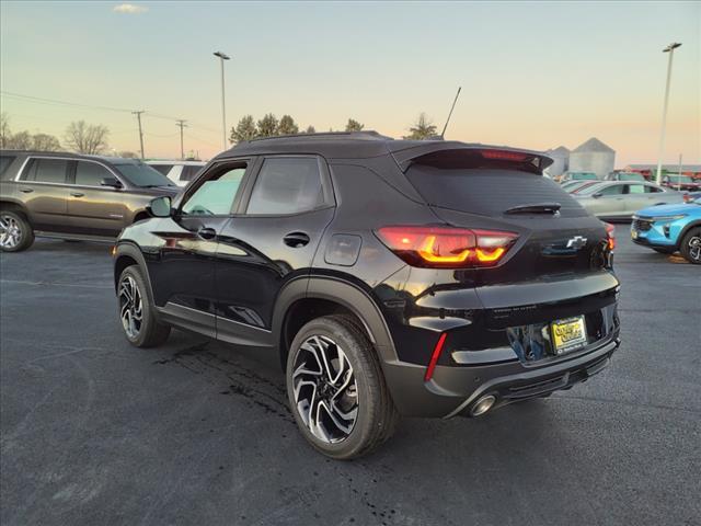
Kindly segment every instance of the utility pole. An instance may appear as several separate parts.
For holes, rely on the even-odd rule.
[[[186,128],[187,125],[185,124],[187,121],[184,121],[182,118],[177,119],[177,124],[175,126],[180,127],[180,158],[182,160],[185,160],[185,149],[183,148],[183,128]]]
[[[665,85],[665,104],[662,110],[662,133],[659,135],[659,156],[657,157],[657,184],[662,184],[662,158],[665,155],[665,132],[667,127],[667,103],[669,102],[669,82],[671,80],[671,59],[674,58],[675,49],[681,46],[680,43],[675,42],[665,47],[662,53],[669,54],[669,61],[667,62],[667,84]]]
[[[221,62],[221,147],[227,149],[227,110],[223,101],[223,61],[230,60],[231,57],[228,55],[216,52],[214,54],[215,57],[219,57],[219,61]]]
[[[131,112],[131,115],[136,115],[136,119],[139,122],[139,142],[141,144],[141,159],[143,159],[143,132],[141,130],[141,114],[146,113],[145,110],[138,112]]]

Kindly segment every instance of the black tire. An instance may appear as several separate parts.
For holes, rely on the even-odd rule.
[[[34,243],[34,229],[23,214],[0,210],[0,251],[22,252]]]
[[[701,228],[694,227],[685,235],[679,252],[689,263],[701,265]]]
[[[129,294],[124,287],[136,287],[138,296],[131,294],[134,298],[140,298],[140,301],[131,301],[131,308],[128,305]],[[138,304],[140,302],[140,309]],[[171,327],[160,323],[156,315],[156,306],[153,305],[153,298],[151,298],[151,290],[149,289],[146,279],[141,274],[141,270],[138,265],[127,266],[119,276],[117,284],[117,312],[119,316],[119,322],[124,330],[124,335],[128,342],[136,347],[153,347],[165,343],[168,336],[171,333]],[[129,310],[129,312],[125,312]],[[137,320],[138,312],[140,311],[140,320]],[[125,319],[125,316],[133,321],[133,324]],[[137,327],[138,321],[138,327]],[[136,329],[133,331],[131,329]]]
[[[334,431],[338,431],[340,436],[335,436],[332,441],[324,441],[318,436],[319,431],[317,434],[311,431],[313,422],[309,415],[303,414],[306,402],[300,402],[300,408],[296,396],[296,385],[300,382],[306,386],[309,385],[309,382],[300,381],[299,376],[296,378],[295,371],[299,370],[300,365],[298,364],[300,364],[300,361],[303,363],[304,356],[310,356],[309,351],[307,351],[309,348],[308,342],[314,338],[321,338],[324,342],[331,341],[335,347],[332,345],[326,347],[330,350],[330,353],[338,353],[338,350],[342,350],[341,353],[350,366],[349,378],[354,378],[353,384],[346,388],[344,392],[348,393],[350,388],[353,388],[352,390],[356,395],[355,408],[357,411],[355,413],[355,421],[348,432],[341,432],[341,428],[336,427]],[[302,344],[306,345],[306,348],[302,348]],[[338,354],[335,356],[338,357],[337,359],[334,358],[337,366],[341,359]],[[319,368],[323,373],[324,369],[321,365]],[[341,369],[343,370],[343,366]],[[338,370],[337,367],[336,370]],[[341,373],[337,375],[337,378],[340,377]],[[307,442],[327,457],[338,460],[349,460],[367,455],[392,436],[397,427],[399,413],[394,408],[394,403],[384,382],[376,351],[365,332],[350,317],[325,316],[317,318],[302,327],[290,345],[286,380],[290,409],[300,432]],[[323,382],[321,378],[319,381]],[[343,382],[343,379],[338,382]],[[326,384],[327,389],[334,389],[329,386],[330,384]],[[299,392],[302,392],[301,389],[313,390],[313,396],[315,397],[319,390],[321,392],[320,397],[322,401],[324,401],[322,388],[323,386],[319,387],[318,384],[317,387],[300,388]],[[326,393],[325,396],[333,399],[338,392],[341,392],[341,389],[336,391],[336,395]],[[346,395],[343,395],[343,397],[346,397]],[[348,399],[353,399],[353,397]],[[344,399],[340,398],[338,400],[343,401]],[[330,400],[326,400],[326,402],[332,403]],[[317,408],[319,408],[319,405],[321,405],[321,402],[318,402]],[[313,410],[313,401],[309,407]],[[309,411],[309,413],[312,412],[311,410]],[[350,411],[348,411],[348,413]],[[320,414],[319,411],[318,414]],[[333,421],[330,420],[329,412],[325,414],[326,422],[331,424],[330,427],[334,427]],[[325,433],[322,434],[325,435]]]

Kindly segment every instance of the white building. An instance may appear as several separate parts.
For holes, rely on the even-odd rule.
[[[613,171],[616,151],[591,137],[570,152],[570,172],[594,172],[604,179]]]

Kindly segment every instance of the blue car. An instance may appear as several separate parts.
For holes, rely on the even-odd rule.
[[[689,263],[701,264],[701,197],[636,211],[631,238],[664,254],[679,251]]]

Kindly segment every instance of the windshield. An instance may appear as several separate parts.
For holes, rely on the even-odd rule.
[[[692,183],[693,179],[689,175],[669,175],[669,181],[673,183]]]
[[[170,179],[142,162],[128,162],[114,165],[135,186],[152,188],[156,186],[175,186]]]

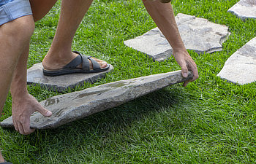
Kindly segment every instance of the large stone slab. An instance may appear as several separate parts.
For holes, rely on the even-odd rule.
[[[179,13],[176,20],[186,48],[198,54],[222,50],[222,43],[230,35],[226,26],[206,19]],[[124,44],[157,61],[164,60],[173,54],[173,48],[158,28],[124,41]]]
[[[57,77],[47,77],[42,74],[42,63],[34,64],[27,71],[27,84],[40,85],[53,91],[63,92],[68,87],[75,88],[84,82],[94,83],[103,78],[107,73],[113,69],[110,65],[110,69],[105,71],[92,74],[72,74]]]
[[[113,108],[162,87],[192,79],[189,72],[183,78],[181,71],[121,80],[50,98],[40,104],[53,112],[50,117],[34,113],[31,128],[46,129]],[[12,117],[1,122],[1,126],[13,127]]]
[[[239,85],[256,81],[256,37],[233,54],[217,74]]]
[[[227,10],[238,17],[246,20],[256,18],[256,0],[241,0]]]

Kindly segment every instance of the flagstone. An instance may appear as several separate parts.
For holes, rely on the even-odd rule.
[[[187,78],[184,78],[181,71],[176,71],[114,82],[54,96],[40,102],[42,106],[53,112],[53,115],[48,117],[38,112],[32,114],[31,128],[57,128],[192,77],[191,71]],[[13,127],[12,117],[4,120],[0,125],[6,128]]]
[[[227,12],[236,15],[238,17],[246,20],[256,18],[256,0],[241,0]]]
[[[217,76],[238,85],[255,82],[256,37],[233,54]]]
[[[179,13],[176,20],[186,48],[198,54],[222,50],[222,43],[230,34],[227,26],[204,18]],[[158,28],[124,43],[157,61],[166,60],[173,54],[173,48]]]
[[[75,88],[85,82],[94,83],[105,77],[106,74],[113,69],[110,65],[110,69],[105,71],[91,74],[71,74],[56,77],[47,77],[42,74],[42,63],[34,64],[27,70],[27,84],[40,85],[53,91],[63,92],[69,88]]]

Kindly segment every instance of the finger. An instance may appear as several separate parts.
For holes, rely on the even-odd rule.
[[[181,74],[183,77],[187,77],[188,76],[188,69],[186,65],[181,66]]]
[[[24,132],[24,130],[23,130],[23,128],[22,127],[22,125],[20,122],[17,122],[17,125],[18,125],[18,132],[20,133],[20,134],[25,134],[25,132]]]
[[[42,106],[38,106],[37,111],[42,114],[43,116],[50,117],[53,114],[53,113],[50,111],[47,110]]]
[[[193,72],[193,79],[192,81],[195,81],[199,77],[197,69],[196,66],[193,66],[191,71]]]
[[[15,128],[15,130],[19,131],[19,130],[18,128],[18,125],[17,125],[16,122],[14,120],[13,117],[12,117],[12,122],[13,122],[13,125],[14,125],[14,128]]]
[[[25,135],[32,133],[35,130],[35,129],[30,128],[30,120],[29,120],[29,121],[26,121],[24,123],[23,123],[22,125],[23,125],[23,128]]]
[[[189,84],[189,81],[186,81],[183,83],[183,87],[186,87],[187,85],[187,84]]]

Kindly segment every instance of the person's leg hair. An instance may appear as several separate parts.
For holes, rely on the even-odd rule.
[[[9,92],[14,70],[21,52],[24,51],[23,45],[29,43],[34,28],[34,23],[31,15],[19,17],[0,26],[1,114]],[[4,162],[1,154],[0,161]]]
[[[29,0],[33,12],[34,20],[42,19],[56,3],[57,0]]]
[[[78,55],[72,52],[72,39],[92,1],[93,0],[62,0],[57,30],[51,47],[42,60],[44,69],[61,69]],[[94,59],[99,62],[101,67],[107,66],[105,62]]]

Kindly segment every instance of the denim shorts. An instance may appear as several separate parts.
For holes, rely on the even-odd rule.
[[[32,15],[29,0],[0,0],[0,26],[29,15]]]

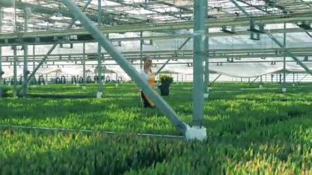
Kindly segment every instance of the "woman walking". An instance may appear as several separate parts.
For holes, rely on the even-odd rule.
[[[155,75],[152,73],[152,59],[149,56],[146,56],[143,58],[144,65],[143,68],[141,70],[140,74],[143,77],[143,78],[147,82],[148,84],[153,88],[156,87],[155,83]],[[143,103],[144,107],[154,107],[155,104],[148,98],[146,95],[140,90],[140,96],[141,101]]]

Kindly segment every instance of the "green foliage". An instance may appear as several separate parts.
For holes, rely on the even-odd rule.
[[[178,84],[171,89],[175,98],[164,98],[189,123],[191,87]],[[215,99],[205,102],[203,142],[0,127],[0,174],[309,174],[312,98],[302,87],[282,94],[274,87],[215,84]],[[96,88],[51,85],[30,92],[92,94]],[[180,135],[157,109],[140,107],[134,84],[107,84],[104,92],[116,97],[3,98],[0,125]],[[248,98],[258,100],[237,99]],[[279,98],[294,100],[271,100]]]
[[[173,78],[166,74],[161,74],[160,75],[160,82],[162,84],[168,82],[169,84],[173,82]]]

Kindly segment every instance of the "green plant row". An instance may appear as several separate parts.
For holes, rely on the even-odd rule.
[[[311,124],[295,118],[204,142],[3,130],[0,166],[5,174],[309,174]]]

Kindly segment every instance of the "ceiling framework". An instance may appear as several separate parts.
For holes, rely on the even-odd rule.
[[[90,5],[85,7],[84,13],[94,24],[98,25],[99,12],[98,0],[73,1],[81,8],[86,6],[86,4],[90,1]],[[310,28],[312,2],[310,1],[236,1],[239,7],[243,8],[248,15],[242,12],[241,9],[231,1],[208,1],[208,18],[205,21],[205,27],[217,30],[206,33],[206,36],[249,35],[250,33],[255,32],[254,31],[249,30],[251,18],[256,26],[264,26],[261,34],[306,32],[310,35],[309,33],[312,31]],[[143,37],[110,38],[112,42],[142,39],[168,39],[169,41],[170,39],[172,39],[193,37],[193,1],[105,0],[103,1],[102,4],[102,10],[100,13],[103,19],[101,20],[102,27],[100,29],[103,33],[125,34],[148,32],[149,34],[143,35]],[[2,32],[0,33],[0,47],[95,41],[95,39],[82,27],[79,21],[75,22],[72,14],[60,0],[0,0],[0,7],[4,9],[5,16],[2,21]],[[13,7],[16,8],[16,11],[14,11]],[[28,32],[24,32],[23,27],[25,9],[29,9],[31,12],[28,17]],[[15,16],[16,18],[16,23],[14,23]],[[281,24],[284,23],[296,24],[297,26],[283,29]],[[70,24],[73,25],[70,29],[68,26]],[[274,28],[267,27],[276,24],[281,24],[281,26]],[[14,32],[14,27],[17,29],[15,32]],[[182,34],[177,32],[179,31],[183,31]],[[248,43],[246,41],[241,41],[242,43]],[[303,47],[298,48],[298,49],[304,48]],[[248,54],[239,52],[237,55],[233,56],[230,52],[236,52],[234,50],[225,50],[218,51],[223,52],[224,55],[213,55],[209,52],[209,57],[215,58],[231,58],[232,56],[247,58],[248,56],[265,57],[284,56],[282,54],[277,55],[273,50],[275,50],[275,49],[270,51],[272,53],[266,53],[266,51],[249,50],[251,51],[248,52]],[[172,56],[170,51],[161,52],[162,53],[161,54],[157,53],[157,52],[145,52],[144,54],[150,54],[155,57],[155,55],[161,55],[159,57],[166,58]],[[124,53],[128,59],[134,59],[135,57],[138,57],[138,54],[140,55],[140,52],[137,52],[134,54],[125,52]],[[179,56],[179,59],[191,57],[192,54],[191,51],[182,50],[177,53],[182,53],[184,55]],[[310,56],[309,51],[296,54],[298,54],[297,56]],[[75,57],[75,54],[71,55],[73,57]],[[64,56],[66,56],[66,54],[64,54]],[[38,58],[40,56],[38,56]],[[79,54],[77,56],[81,56],[81,54]],[[8,61],[8,58],[10,58],[10,56],[3,57],[4,61],[6,61],[6,60]],[[108,58],[110,59],[109,57]]]

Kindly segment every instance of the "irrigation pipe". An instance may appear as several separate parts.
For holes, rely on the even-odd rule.
[[[113,135],[113,134],[122,134],[122,135],[133,135],[138,136],[144,136],[144,137],[155,137],[159,138],[165,138],[168,139],[184,139],[184,137],[180,136],[173,136],[173,135],[157,135],[157,134],[143,134],[143,133],[123,133],[123,132],[107,132],[104,130],[85,130],[85,129],[73,129],[68,128],[50,128],[50,127],[34,127],[34,126],[17,126],[17,125],[0,125],[0,128],[8,128],[10,129],[11,128],[15,129],[22,129],[24,130],[39,130],[42,131],[56,131],[56,132],[80,132],[84,134],[93,134],[96,133],[101,133],[106,134],[107,135]]]

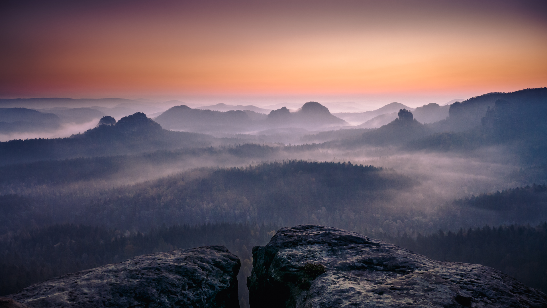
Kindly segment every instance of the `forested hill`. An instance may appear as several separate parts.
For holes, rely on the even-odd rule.
[[[0,165],[203,146],[214,140],[202,134],[164,129],[137,112],[122,118],[115,126],[100,125],[70,138],[0,142]]]
[[[494,107],[498,100],[507,101],[514,106],[533,105],[541,108],[542,105],[547,105],[547,88],[487,93],[455,102],[450,106],[449,117],[432,124],[430,127],[435,132],[462,132],[479,126],[488,107]]]
[[[493,210],[516,210],[536,215],[547,210],[547,186],[533,184],[482,194],[455,201],[460,204]]]
[[[0,226],[3,233],[65,223],[124,230],[208,221],[334,225],[348,215],[362,223],[379,219],[373,214],[381,212],[379,204],[389,202],[394,190],[416,184],[392,171],[349,163],[201,169],[104,191],[40,187],[23,197],[0,196]]]
[[[207,224],[141,233],[65,224],[11,232],[0,236],[0,296],[53,277],[143,254],[217,244],[226,246],[241,260],[240,295],[246,299],[253,246],[265,244],[280,227],[270,224]],[[354,231],[434,259],[491,266],[547,290],[547,224],[439,231],[417,236]]]
[[[399,111],[398,118],[374,130],[363,134],[362,142],[377,145],[401,145],[427,136],[430,130],[413,118],[406,109]]]
[[[434,134],[410,142],[407,149],[462,151],[502,145],[520,156],[522,163],[547,162],[547,88],[494,96],[510,99],[498,99],[491,107],[486,98],[477,98],[461,107],[468,111],[484,107],[485,113],[476,127],[469,126],[470,129],[459,133]],[[473,108],[465,109],[468,105]]]

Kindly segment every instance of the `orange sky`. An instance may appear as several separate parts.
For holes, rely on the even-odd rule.
[[[547,86],[540,2],[114,2],[4,10],[0,97],[452,99]]]

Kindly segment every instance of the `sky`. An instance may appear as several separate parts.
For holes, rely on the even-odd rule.
[[[399,101],[547,86],[544,1],[8,1],[0,98]]]

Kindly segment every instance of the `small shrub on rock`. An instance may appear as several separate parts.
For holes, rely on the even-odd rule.
[[[312,279],[315,279],[318,276],[327,271],[325,266],[323,264],[311,262],[305,264],[302,270],[306,276]]]

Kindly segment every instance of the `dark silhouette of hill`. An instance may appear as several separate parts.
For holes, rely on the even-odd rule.
[[[204,146],[213,140],[207,135],[164,129],[145,114],[137,112],[115,125],[99,125],[70,138],[0,142],[0,164]]]
[[[377,117],[374,117],[365,123],[359,125],[357,127],[360,128],[376,128],[380,127],[382,125],[389,123],[394,119],[397,118],[397,112],[392,112],[391,113],[384,113]]]
[[[53,113],[26,108],[0,108],[0,133],[55,130],[61,122]]]
[[[306,102],[296,112],[290,112],[286,107],[272,110],[268,115],[267,122],[272,126],[309,129],[347,125],[346,121],[334,116],[328,108],[316,101]]]
[[[400,145],[431,133],[426,126],[414,119],[412,112],[399,111],[399,117],[371,132],[363,134],[363,142],[377,145]]]
[[[363,123],[381,115],[397,112],[400,109],[410,110],[412,109],[402,104],[394,102],[376,110],[364,112],[337,112],[333,115],[348,122]]]
[[[496,101],[502,99],[518,106],[547,104],[547,88],[526,89],[510,92],[491,93],[472,98],[450,105],[449,117],[433,123],[430,127],[435,132],[463,132],[481,124],[481,119],[488,108],[494,107]]]
[[[166,129],[193,132],[232,130],[252,124],[247,114],[241,110],[202,110],[184,105],[172,107],[155,120]]]
[[[304,104],[296,112],[286,107],[272,110],[266,117],[251,110],[216,111],[175,106],[155,118],[167,129],[207,133],[240,133],[280,127],[317,129],[347,124],[317,102]]]
[[[110,116],[103,117],[99,120],[99,123],[97,123],[97,127],[101,125],[116,125],[116,119]]]
[[[491,107],[488,105],[489,101],[485,98],[490,99],[492,95],[511,100],[498,99]],[[547,115],[547,88],[489,94],[475,103],[473,103],[474,101],[470,101],[468,103],[471,104],[469,110],[478,110],[483,107],[486,109],[479,124],[463,132],[437,133],[413,141],[408,147],[444,151],[466,151],[483,146],[504,145],[516,153],[523,162],[538,164],[547,161],[547,121],[545,121]],[[470,112],[465,109],[465,105],[458,106],[457,108],[462,109],[458,112],[464,118],[463,123],[470,125],[474,123],[470,116],[465,117],[465,115]],[[447,119],[445,123],[454,121],[454,118],[457,118]]]
[[[41,98],[32,99],[0,99],[0,107],[26,107],[43,109],[55,107],[74,108],[89,106],[114,106],[119,104],[140,104],[141,101],[126,99],[69,99],[66,98]]]
[[[449,105],[441,107],[438,104],[432,102],[417,107],[412,111],[412,114],[418,122],[427,124],[446,119],[448,117],[448,111],[450,109]]]
[[[91,122],[104,117],[103,112],[92,108],[55,107],[38,110],[43,112],[50,112],[57,115],[64,123],[82,124]]]
[[[259,107],[257,107],[256,106],[253,106],[252,105],[247,105],[246,106],[243,106],[242,105],[226,105],[225,104],[220,103],[216,105],[211,105],[209,106],[202,106],[201,107],[198,107],[196,109],[201,109],[203,110],[216,110],[217,111],[229,111],[230,110],[250,110],[251,111],[254,111],[255,112],[258,113],[268,113],[271,111],[271,109],[264,109],[264,108],[260,108]]]

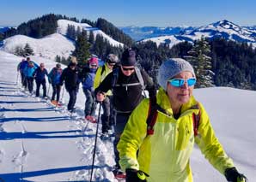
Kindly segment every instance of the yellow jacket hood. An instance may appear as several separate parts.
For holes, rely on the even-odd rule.
[[[132,112],[118,144],[119,164],[125,168],[140,169],[148,173],[148,181],[191,182],[192,174],[189,159],[194,143],[220,173],[234,167],[233,161],[224,152],[215,136],[209,116],[199,103],[201,117],[198,135],[194,136],[192,109],[198,102],[191,97],[181,108],[181,114],[175,120],[168,95],[160,89],[157,103],[165,109],[158,111],[153,135],[147,136],[147,116],[149,100],[144,99]],[[138,154],[137,155],[137,151]]]

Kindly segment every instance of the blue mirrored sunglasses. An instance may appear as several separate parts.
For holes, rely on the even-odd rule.
[[[192,86],[197,83],[197,79],[195,78],[191,78],[188,79],[172,79],[168,80],[170,85],[175,87],[181,87],[186,82],[188,86]]]

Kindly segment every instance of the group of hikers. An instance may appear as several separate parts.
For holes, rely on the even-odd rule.
[[[43,87],[43,97],[46,97],[46,77],[48,77],[48,81],[52,86],[52,103],[53,104],[58,104],[59,102],[59,93],[61,89],[60,77],[62,74],[61,64],[56,64],[50,73],[48,73],[47,69],[45,68],[44,63],[40,63],[40,66],[34,62],[30,60],[30,57],[27,59],[22,59],[18,64],[17,71],[21,74],[21,85],[25,90],[27,90],[29,93],[33,94],[34,91],[34,81],[36,83],[35,96],[40,97],[40,85]],[[48,88],[49,89],[49,88]],[[55,100],[55,96],[57,95],[57,99]]]
[[[31,62],[28,59],[27,68],[23,68],[22,61],[18,70],[22,85],[30,82],[31,91],[31,81],[35,78],[37,91],[42,85],[44,96],[46,80],[42,78],[48,75],[57,102],[64,83],[70,112],[74,111],[82,83],[86,97],[85,119],[97,121],[95,109],[100,103],[103,109],[102,135],[107,135],[112,126],[114,128],[113,173],[127,182],[193,181],[189,161],[194,143],[228,181],[247,181],[215,136],[203,104],[192,95],[197,82],[192,66],[181,58],[162,62],[156,91],[152,79],[137,66],[137,57],[136,50],[127,49],[120,61],[116,55],[109,54],[103,66],[99,67],[98,59],[92,57],[82,72],[78,72],[76,62],[70,62],[63,72],[57,64],[49,74],[42,63],[34,71],[27,71]],[[143,96],[144,90],[149,98]]]

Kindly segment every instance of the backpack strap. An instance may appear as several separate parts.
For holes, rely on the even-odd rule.
[[[147,118],[147,135],[154,134],[154,126],[157,118],[156,96],[149,97],[149,107]]]
[[[105,66],[105,64],[104,64],[104,65],[102,66],[102,68],[101,68],[101,76],[102,76],[103,73],[105,72],[105,69],[106,69],[105,67],[106,67],[106,66]]]
[[[192,119],[193,119],[193,130],[194,130],[194,136],[197,137],[198,135],[198,127],[199,127],[199,121],[201,118],[201,110],[199,104],[198,103],[196,105],[196,109],[199,109],[199,112],[198,114],[195,113],[192,114]]]
[[[140,85],[142,85],[143,91],[144,91],[145,90],[144,79],[143,78],[140,69],[137,67],[135,67],[135,73],[138,79]]]
[[[112,77],[112,83],[111,83],[112,89],[113,89],[117,85],[117,82],[119,79],[119,68],[116,68],[113,70],[113,77]]]

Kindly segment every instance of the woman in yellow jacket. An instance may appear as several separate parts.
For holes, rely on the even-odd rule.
####
*What you have to do:* Locate each line of the data above that contains the word "jacket" and copy those lines out in full. The match is case-sensitive.

*The answer:*
Kindly segment every instance of the yellow jacket hood. An instance may appear as several separate parts.
Kindly segment every instance of the woman in yellow jacket. An instance may appear as several separate parts.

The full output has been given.